▶ _Input for this task_
▽

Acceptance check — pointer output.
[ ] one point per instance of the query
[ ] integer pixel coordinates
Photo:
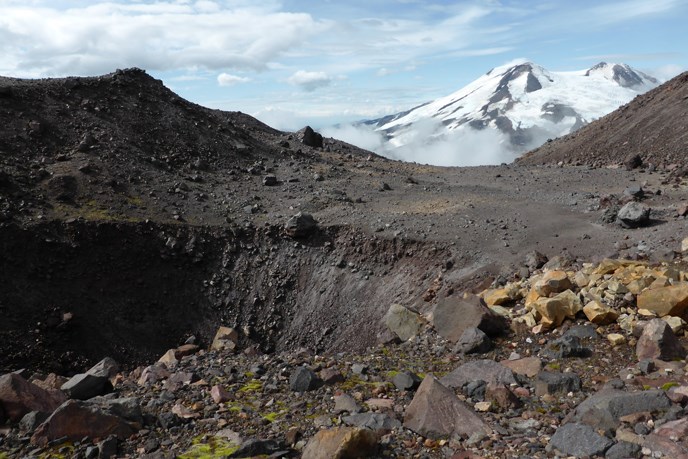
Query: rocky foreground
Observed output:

△

▶ _Required work_
Lines from the records above that hold "output" are the ones to list.

▶ _Response to the exercise_
Acceptance check — pointer output.
Observed output:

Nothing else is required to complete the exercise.